* **ZU ERLEDIGEN**:
1 > Wie viele Bewacher waren laut dem Artikel über den Abschiebeflug nach Kabul an Bord?
2 > Fasse den Absatz aus dem Artikel über den Abschiebeflug nach Kabul, der mit „Laut dieser "Notification list 04.09.2019"“ beginnt, als kurze Liste zusammen. Die wesentlichen Fakten müssen erhalten bleiben.
3 > Greif bitte den Artikel über den Abschiebeflug nach Kabul nach seinem letzten Satz auf und schreib ihn weiter.

┌─ QUELLE

Szene aus einem deutschen Abschiebeflieger. Pro Passagier kommen zwei bis drei Begleiter mit.

Foto: APA/dpa/Michael Kappeler

Wien/Kabul – Laut Plan ist ein Abschiebeflieger aus Wien Mittwochmorgen um acht Ortszeit in Kabul gelandet. Gestartet war er Dienstagabend um 21.30 Uhr in Wien. An Bord, neben der Crew: 50 afghanische Staatsbürger, 120 Bewacher sowie "Beobachter, medizinisches Personal und Dolmetscher, um für eine sichere, würdige und ordnungsgemäße Rückkehr zu sorgen".

Das ist einem dem STANDARD vorliegenden Dokument über den von der europäischen Grenz- und Küstenwache Frontex durchgeführten Flug zu entnehmen. Er wurde von der spanischen Charterlinie Privilege Style S.A. durchgeführt. Die abzuschiebenden Afghanen kamen aus Österreich, Ungarn, Slowenien und Bulgarien.

Dieselben vier EU-Herkunftsländer scheinen auch auf jener langen, vor wenigen Tagen bekanntgewordenen offiziellen Liste auf (DER STANDARD berichtete), die unter Flüchtlingshelfern und Rechtsvertretern seither für Hektik sorgt.

Gültige Einreisepapiere

Laut dieser "Notification list 04.09.2019" sollen 154 Personen, darunter Familien mit Kindern und ein alleinstehender Minderjähriger, nach Kabul zurückgebracht werden. Alle Aufgelisteten verfügen demnach über die dafür nötigen gültigen Rückreisepapiere. In welchem Zeitraum der Rücktransport all dieser Personen bewerkstelligt werden soll, ist unklar.

Mit auf dem am Dienstag durchgeführten Flug befanden sich laut dem oberösterreichischen Integrationslandesrat Rudi Anschober (Grüne) auch vier afghanische Lehrlinge, deren Asylverfahren mit einer rechtskräftigen Ablehnung geendet hatte.

Anschober: "Inakzeptabel"

"Das ist inakzeptabel", sagte Anschober zum STANDARD. Vor zwei Wochen habe ÖVP-Chef und Ex-Bundeskanzler Sebastian Kurz eine pragmatische Lösung für den Verbleib der österreichweit 881 im Asylverfahren befindlichen Lehrlinge angekündigt – dies jedoch erst als Beschluss einer künftigen Bundesregierung unter seiner Beteiligung.

So lange könne nicht zugewartet werden, sagte Anschober. Er kündigte an, den Parlamentsfraktionen zeitnah konkrete Vorschläge für eine "gesetzliche Korrektur" vorlegen zu wollen, "um den Lehrlingen während ihrer Ausbildung Aufenthaltssicherheit zu geben".

Falls sich dafür eine Mehrheit finde, werde er die Fraktionen um ein "möglichst breites" Einbringen eines entsprechenden Antrags am 25. September in Nationalrat ersuchen, so Anschober. Die Regelung könnte bei der Parlamentssitzung am 26. September beschlossen werden.

└─
┌─ GEZEIGTE ZEILEN

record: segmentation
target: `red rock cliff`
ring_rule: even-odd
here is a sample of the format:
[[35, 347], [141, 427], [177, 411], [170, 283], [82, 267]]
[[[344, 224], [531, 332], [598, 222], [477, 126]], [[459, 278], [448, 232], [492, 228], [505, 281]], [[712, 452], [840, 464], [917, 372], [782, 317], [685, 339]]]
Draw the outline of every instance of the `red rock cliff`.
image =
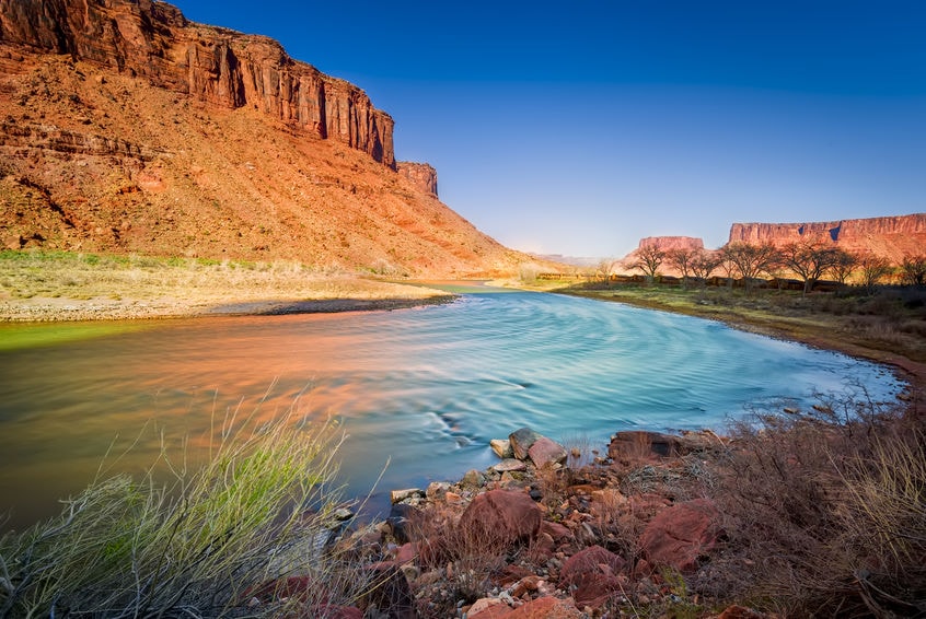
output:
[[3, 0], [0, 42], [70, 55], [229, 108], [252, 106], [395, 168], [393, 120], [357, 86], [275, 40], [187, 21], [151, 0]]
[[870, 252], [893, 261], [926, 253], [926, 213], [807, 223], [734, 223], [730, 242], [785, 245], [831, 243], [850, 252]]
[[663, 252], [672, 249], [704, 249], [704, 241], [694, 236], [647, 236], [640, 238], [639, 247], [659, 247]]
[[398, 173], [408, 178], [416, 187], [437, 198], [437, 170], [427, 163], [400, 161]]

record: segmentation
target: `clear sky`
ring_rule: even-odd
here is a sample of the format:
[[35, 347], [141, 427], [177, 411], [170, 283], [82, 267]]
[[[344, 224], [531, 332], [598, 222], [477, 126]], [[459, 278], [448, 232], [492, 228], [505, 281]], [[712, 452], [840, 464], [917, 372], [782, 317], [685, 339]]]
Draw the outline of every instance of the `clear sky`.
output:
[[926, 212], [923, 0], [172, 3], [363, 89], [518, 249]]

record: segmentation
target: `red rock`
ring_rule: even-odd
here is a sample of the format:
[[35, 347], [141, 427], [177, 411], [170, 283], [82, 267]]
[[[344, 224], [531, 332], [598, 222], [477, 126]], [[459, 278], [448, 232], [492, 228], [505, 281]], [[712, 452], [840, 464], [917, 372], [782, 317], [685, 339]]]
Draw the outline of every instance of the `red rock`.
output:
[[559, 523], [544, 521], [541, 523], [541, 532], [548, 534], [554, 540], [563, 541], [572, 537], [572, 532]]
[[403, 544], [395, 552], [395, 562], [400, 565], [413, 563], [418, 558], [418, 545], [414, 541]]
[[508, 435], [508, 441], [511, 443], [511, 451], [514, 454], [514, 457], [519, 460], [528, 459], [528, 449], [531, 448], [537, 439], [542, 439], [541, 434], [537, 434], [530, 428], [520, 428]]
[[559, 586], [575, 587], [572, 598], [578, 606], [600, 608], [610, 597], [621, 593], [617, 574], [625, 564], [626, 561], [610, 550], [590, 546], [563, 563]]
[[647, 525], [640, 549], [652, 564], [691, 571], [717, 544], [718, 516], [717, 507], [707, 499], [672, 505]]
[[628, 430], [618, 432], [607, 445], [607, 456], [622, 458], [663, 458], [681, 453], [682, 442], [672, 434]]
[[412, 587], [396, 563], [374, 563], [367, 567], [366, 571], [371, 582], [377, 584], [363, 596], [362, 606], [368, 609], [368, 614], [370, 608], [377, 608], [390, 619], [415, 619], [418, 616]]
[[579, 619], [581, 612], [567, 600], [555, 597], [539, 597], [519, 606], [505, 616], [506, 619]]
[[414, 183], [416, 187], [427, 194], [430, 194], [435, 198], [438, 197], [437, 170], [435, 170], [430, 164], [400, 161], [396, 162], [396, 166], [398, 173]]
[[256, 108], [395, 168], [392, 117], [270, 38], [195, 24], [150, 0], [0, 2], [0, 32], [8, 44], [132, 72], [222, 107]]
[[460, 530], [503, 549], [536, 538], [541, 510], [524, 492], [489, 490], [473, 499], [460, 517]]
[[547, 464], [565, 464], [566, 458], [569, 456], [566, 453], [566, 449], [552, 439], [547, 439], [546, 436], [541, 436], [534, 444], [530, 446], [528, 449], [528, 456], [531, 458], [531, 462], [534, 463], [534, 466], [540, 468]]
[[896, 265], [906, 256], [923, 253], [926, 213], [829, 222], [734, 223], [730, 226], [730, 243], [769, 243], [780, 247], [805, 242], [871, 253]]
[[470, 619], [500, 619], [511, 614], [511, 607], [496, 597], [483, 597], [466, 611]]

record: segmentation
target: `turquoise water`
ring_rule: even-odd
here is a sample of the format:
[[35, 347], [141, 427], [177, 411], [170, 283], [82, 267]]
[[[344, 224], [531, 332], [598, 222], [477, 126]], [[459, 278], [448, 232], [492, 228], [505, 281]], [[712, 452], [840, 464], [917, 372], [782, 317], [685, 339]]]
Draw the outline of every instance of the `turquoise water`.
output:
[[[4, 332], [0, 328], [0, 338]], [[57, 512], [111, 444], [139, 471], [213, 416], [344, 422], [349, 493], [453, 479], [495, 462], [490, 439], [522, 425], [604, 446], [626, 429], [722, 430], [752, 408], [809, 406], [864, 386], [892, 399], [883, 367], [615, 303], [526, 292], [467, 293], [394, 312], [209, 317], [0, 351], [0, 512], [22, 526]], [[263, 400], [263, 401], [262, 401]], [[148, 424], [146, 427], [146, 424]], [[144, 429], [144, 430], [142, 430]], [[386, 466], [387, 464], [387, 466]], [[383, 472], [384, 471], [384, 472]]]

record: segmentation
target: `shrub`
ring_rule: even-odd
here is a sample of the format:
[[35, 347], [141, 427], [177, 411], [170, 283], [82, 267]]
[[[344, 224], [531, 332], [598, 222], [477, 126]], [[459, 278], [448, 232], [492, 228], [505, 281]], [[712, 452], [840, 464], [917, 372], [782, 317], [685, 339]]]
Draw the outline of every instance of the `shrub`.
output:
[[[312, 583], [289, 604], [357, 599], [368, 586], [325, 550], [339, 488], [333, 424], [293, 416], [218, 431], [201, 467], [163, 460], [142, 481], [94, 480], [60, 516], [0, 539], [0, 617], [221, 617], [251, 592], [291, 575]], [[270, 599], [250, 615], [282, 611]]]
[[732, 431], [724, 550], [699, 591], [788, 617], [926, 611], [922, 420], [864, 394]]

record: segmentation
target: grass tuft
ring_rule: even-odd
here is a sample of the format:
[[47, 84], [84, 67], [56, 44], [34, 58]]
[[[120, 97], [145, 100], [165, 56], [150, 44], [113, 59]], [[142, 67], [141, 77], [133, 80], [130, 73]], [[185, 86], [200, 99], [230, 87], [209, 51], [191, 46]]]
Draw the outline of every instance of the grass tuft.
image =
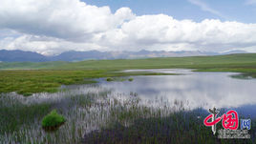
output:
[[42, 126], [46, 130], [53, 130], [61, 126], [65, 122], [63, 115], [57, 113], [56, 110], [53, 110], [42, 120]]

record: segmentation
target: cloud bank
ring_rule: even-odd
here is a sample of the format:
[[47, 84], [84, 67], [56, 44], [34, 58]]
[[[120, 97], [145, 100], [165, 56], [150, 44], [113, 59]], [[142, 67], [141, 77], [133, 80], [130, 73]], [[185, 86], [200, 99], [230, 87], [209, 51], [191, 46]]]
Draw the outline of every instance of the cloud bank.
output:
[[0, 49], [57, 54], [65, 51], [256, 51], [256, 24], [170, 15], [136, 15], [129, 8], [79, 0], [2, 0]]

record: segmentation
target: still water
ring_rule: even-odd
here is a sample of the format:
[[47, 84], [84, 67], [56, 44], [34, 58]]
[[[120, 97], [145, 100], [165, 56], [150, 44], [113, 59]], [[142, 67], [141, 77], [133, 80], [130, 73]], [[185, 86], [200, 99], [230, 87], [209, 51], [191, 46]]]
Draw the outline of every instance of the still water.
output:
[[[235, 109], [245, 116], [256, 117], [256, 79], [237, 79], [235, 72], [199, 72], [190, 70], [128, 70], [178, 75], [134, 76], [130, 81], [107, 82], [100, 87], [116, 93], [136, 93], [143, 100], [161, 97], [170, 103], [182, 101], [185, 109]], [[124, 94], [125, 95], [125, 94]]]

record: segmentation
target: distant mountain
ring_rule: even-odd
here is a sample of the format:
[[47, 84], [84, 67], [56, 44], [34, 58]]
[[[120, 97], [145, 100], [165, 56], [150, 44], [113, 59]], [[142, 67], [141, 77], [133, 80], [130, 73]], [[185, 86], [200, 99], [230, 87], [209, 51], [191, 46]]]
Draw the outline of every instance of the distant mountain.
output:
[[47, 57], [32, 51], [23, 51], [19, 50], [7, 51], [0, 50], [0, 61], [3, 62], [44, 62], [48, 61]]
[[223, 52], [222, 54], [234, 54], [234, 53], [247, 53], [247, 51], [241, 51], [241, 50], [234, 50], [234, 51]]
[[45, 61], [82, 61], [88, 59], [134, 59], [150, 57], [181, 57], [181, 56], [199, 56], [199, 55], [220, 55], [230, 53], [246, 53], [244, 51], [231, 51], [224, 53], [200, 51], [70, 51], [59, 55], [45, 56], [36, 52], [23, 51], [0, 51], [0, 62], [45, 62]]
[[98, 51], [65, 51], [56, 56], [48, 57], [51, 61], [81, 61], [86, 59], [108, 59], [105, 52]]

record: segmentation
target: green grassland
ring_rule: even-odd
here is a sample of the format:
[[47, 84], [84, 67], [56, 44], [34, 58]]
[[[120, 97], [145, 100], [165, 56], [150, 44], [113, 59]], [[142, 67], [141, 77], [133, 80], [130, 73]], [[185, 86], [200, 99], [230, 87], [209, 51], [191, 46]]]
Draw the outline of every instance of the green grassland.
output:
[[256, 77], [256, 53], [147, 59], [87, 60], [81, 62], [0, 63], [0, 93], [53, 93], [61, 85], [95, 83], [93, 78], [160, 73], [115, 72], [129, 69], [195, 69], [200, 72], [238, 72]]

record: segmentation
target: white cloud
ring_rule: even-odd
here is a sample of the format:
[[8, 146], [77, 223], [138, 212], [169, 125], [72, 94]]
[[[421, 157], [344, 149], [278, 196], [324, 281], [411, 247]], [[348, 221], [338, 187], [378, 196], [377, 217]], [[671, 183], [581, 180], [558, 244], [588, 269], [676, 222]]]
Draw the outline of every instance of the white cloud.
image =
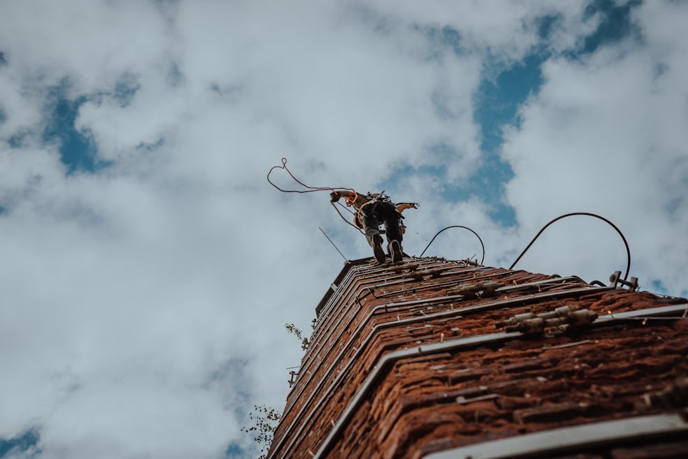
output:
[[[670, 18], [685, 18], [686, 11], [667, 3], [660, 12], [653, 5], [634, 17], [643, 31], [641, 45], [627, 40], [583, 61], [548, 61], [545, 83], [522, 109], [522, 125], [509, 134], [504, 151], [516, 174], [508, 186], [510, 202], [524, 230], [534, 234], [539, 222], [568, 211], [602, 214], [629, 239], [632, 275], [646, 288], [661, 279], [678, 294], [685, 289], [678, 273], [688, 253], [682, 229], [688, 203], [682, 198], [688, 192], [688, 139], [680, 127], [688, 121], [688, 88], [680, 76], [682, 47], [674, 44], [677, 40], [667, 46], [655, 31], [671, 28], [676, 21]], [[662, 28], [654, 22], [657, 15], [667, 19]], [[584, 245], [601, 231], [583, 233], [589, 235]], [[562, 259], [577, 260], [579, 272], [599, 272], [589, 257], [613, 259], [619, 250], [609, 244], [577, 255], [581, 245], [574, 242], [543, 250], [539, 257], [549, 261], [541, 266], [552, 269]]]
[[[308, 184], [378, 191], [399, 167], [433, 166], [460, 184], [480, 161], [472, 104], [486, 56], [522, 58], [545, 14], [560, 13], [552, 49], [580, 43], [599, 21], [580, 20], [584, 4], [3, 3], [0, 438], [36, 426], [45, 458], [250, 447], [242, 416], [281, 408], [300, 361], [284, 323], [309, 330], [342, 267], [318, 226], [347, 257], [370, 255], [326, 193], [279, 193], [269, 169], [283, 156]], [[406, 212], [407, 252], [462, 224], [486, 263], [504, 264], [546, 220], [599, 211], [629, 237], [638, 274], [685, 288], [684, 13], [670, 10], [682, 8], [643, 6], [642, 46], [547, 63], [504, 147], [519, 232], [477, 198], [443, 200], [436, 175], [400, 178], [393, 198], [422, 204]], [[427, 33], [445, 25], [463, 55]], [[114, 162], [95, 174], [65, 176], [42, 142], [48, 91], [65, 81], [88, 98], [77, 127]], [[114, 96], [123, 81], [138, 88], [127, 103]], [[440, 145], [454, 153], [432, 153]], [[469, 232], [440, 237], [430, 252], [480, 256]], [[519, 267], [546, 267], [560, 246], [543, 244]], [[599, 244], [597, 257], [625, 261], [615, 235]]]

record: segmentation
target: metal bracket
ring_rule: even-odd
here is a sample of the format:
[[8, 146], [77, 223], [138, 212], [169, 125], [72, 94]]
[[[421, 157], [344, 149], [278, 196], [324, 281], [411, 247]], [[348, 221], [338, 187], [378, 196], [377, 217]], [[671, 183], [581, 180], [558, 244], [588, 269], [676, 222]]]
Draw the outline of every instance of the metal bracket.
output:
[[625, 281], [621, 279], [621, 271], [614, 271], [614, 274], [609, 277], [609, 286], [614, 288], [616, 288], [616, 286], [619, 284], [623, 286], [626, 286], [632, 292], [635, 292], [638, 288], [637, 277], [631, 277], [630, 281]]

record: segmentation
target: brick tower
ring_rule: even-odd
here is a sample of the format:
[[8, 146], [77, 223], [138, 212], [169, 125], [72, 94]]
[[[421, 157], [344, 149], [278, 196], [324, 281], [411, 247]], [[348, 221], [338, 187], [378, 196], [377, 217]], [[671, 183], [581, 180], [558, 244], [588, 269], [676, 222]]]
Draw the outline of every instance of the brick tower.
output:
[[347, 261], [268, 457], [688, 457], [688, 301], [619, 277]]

└─

* **ANTWORTEN**:
1 > 120

2 >
- 154 Personen sollen nach Kabul zurückgebracht werden, darunter Familien mit Kindern und ein alleinstehender Minderjähriger.
- Alle Aufgelisteten verfügen über gültige Rückreisepapiere.
- In welchem Zeitraum der Rücktransport erfolgen soll, ist unklar.

3 >
Drei Bleibelösungen

Für eine "einfache und kurzfristig umzusetzende" Lehrlingsbleibelösung gibt es laut Anschober drei Möglichkeiten. Entweder man ändere das Bleiberecht, "indem wirtschaftliche Interessen in die Abwägung bei der Zuerkennung einfließen". Denkbar sei auch, den Lehrlingen Anträge im Inland für eine Rot-Weiß-Rot-Karte nach negativem Abschluss ihres Asylverfahrens zu ermöglichen.

Oder aber man schaffe einen neuen Aufenthaltstitel namens "besondere Integrationsleistung" im Niederlassungs- und Aufenthaltsgesetz. Anschober: "Jetzt geht es um den politischen Willen. Es hängt alles an der ÖVP. Es geht um die Umsetzung von Versprechungen oder Wortbruch."

Hilfe in Härtefällen

Am Dienstag vor dem Abflug hatten sich Unterstützer und Rechtsvertreter unterdessen intensiv bemüht, auf Grundlage der geleakten Liste in Härtefällen von Höchstgerichten Ausreisestopps zu erwirken. So etwa für die siebenköpfige Familie M. – vier Erwachsene und drei Kinder, darunter ein eineinhalbjähriges Mädchen –, die sich schon im Rückkehrzentrum Schwechat befand. In diese Containeranlage unweit des Wiener Flughafens müssen ausreisepflichtige, aber -unwillige Ausländer übersiedeln.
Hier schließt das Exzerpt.